AIM OF THE EXERCISE >>
Every line of the data below should be retyped exactly, with no images carried over.

Image point grounding data:
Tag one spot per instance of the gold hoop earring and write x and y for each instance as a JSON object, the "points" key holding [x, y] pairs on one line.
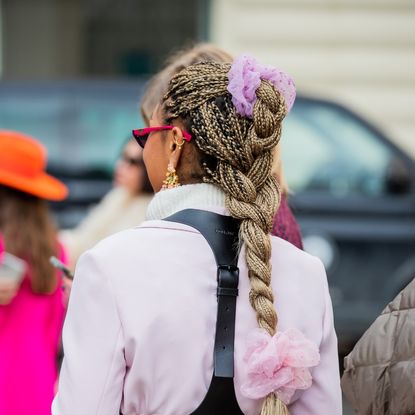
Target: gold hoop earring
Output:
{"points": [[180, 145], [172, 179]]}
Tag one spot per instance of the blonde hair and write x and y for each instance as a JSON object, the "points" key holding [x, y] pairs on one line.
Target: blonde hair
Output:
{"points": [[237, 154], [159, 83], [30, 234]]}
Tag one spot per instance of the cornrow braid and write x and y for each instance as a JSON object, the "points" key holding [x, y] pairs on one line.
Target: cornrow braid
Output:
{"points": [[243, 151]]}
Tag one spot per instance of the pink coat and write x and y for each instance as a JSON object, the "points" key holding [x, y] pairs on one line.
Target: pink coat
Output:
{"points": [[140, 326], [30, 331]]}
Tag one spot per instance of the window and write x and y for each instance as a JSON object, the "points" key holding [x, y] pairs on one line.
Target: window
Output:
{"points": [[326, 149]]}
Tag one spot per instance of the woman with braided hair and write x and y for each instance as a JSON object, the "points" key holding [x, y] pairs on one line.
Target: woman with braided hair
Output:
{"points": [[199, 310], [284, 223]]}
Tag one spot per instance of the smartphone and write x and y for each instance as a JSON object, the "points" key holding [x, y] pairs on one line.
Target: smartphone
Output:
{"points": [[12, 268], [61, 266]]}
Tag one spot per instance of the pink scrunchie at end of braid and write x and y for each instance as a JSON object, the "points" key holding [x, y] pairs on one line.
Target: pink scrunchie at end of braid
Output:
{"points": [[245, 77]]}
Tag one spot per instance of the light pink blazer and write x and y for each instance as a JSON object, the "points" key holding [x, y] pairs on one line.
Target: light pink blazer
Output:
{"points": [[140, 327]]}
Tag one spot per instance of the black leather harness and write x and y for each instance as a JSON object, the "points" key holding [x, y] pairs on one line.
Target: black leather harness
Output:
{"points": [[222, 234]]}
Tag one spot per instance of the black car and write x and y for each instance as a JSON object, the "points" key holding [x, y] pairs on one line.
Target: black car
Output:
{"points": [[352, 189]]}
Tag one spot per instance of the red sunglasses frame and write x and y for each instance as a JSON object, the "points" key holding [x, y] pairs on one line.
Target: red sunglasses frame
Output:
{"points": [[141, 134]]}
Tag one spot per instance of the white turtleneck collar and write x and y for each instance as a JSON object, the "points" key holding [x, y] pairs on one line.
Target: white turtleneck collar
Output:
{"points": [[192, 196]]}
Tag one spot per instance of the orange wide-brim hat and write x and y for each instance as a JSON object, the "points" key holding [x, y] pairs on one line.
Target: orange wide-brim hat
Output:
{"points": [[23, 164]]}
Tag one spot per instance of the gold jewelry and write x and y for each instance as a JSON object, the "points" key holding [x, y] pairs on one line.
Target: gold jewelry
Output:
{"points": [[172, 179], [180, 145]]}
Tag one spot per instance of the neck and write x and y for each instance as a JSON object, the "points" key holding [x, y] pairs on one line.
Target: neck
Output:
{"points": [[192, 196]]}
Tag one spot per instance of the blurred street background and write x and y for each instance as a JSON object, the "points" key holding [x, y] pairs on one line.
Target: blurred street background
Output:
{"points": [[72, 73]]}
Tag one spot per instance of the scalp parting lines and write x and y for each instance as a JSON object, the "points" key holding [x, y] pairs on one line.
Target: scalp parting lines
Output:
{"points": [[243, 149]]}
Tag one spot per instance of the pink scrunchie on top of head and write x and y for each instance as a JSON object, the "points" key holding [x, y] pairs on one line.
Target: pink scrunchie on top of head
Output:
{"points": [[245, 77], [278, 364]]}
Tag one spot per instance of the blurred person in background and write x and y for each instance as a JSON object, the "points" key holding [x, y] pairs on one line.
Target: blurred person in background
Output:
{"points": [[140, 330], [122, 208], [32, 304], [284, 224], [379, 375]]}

ANSWER FOR THIS EXERCISE >>
Tag one spot per instance of the gold hoop earring and write x and y for each instance as a JSON object, the "points" key holding [x, y] pairs on one line.
Target: gold hoop earring
Output:
{"points": [[180, 145], [172, 179]]}
Tag one spot per instance of the blonde hair and write x and y for each instance as a JSON object, the "points" key holding [x, y] pairs on one line.
Target: blonde hair
Output:
{"points": [[237, 154], [159, 83], [30, 234]]}
Tag one spot per instance of the cornrow braid and write x and y for each instance as a JSON object, the "points" key holding [x, y] pairs on one line.
Target: cornrow braid
Output:
{"points": [[243, 151]]}
Tag one spot per instance of the pink coat and write x and y for each instance as a JSON object, the "points" key holding [x, y] pairs on one line.
Target: pink coat
Output:
{"points": [[140, 326], [30, 331]]}
Tag one spot per instance of the window and write x and y for each instance as a JSON object, the "points" key holding [x, y] pairs on one line.
Target: window
Output:
{"points": [[326, 149]]}
Tag one spot per instance of the woman with braided hair and write x and y for each instance as a JSON object, the "points" key holding [x, y] pairs on one line.
Target: woman with braided hair
Output:
{"points": [[199, 310], [284, 223]]}
Tag one spot per instance of the smartphone and write x and y for each instance as a JSON object, the "points" key holding [x, y] pairs on one line.
Target: smartphone
Output:
{"points": [[12, 268], [61, 266]]}
Tag one spot per instance of the pink scrunchie at end of braid and write x and y for each instance as a JSON object, the "points" key holding [x, y] pairs on one line.
Target: pink scrunchie at end of braid
Output:
{"points": [[245, 77]]}
Tag one spot per instance of the light pink blazer and write x and y for each instance as a JSON object, the "points" key holding [x, y] pairs on one line.
Target: light pink blazer
Output:
{"points": [[140, 327]]}
Tag one spot per instance of the black leather harness and write x and y for each instance as a JSON object, the "points" key holding [x, y] pairs on one line.
Target: black leather harness
Output:
{"points": [[222, 234]]}
Tag one spot per instance of the black car and write x and y for each instance as a JSON object, the "points" key holding [x, y] pairs on one line.
Target: black car
Output:
{"points": [[352, 189]]}
Tag one spot per instance of the red sunglasses frame and write x and y for each instance as a JSON object, the "points" key holding [x, y] pairs on one line.
Target: red sunglasses frame
Output:
{"points": [[141, 134]]}
Tag one spot per instance of the white turtleneck collar and write x and y for each instance as a JSON object, the "points" key holding [x, y] pairs on one line.
Target: white turtleneck collar
Output:
{"points": [[192, 196]]}
Tag one spot per instance of the orange wide-brim hat and write x and y for each instance as a JSON object, the "points" key holding [x, y] pairs on one line.
Target: orange wide-brim hat
Output:
{"points": [[23, 164]]}
Tag one spot per instance of the gold jewelry and write x and y for each instance as a JSON object, the "points" key holding [x, y] pairs on one line.
Target: gold jewelry
Output:
{"points": [[172, 179], [180, 145]]}
Tag one spot per instance of the neck and write x and y for each instance as a JSON object, the "points" key holding [x, y] pairs on one line.
Target: neck
Output:
{"points": [[192, 196]]}
Tag one spot per instance of the blurred street background and write x and y for each instance as a JSON object, the "points" key holding [x, y] pairs on one line.
Target: blurred street background
Output:
{"points": [[72, 73]]}
Tag one spot per instance of the scalp parting lines and write x and y for each instance as a JSON object, the "points" key holding [x, y] pairs on one line.
Target: scalp parting lines
Output:
{"points": [[243, 149]]}
Tag one spot per instance of the pink scrunchie on top of head and write x and y for each instance as a JSON object, the "points" key holding [x, y] pairs on one line.
Target: pink scrunchie on top of head
Output:
{"points": [[245, 77], [278, 364]]}
Tag one spot per instance of the blurred person in background and write x and y for each instance as a JSON object, the "points" key holding [x, y] pairs on one line.
Target: blurred person in background
Output:
{"points": [[140, 330], [122, 208], [32, 304], [284, 224], [379, 375]]}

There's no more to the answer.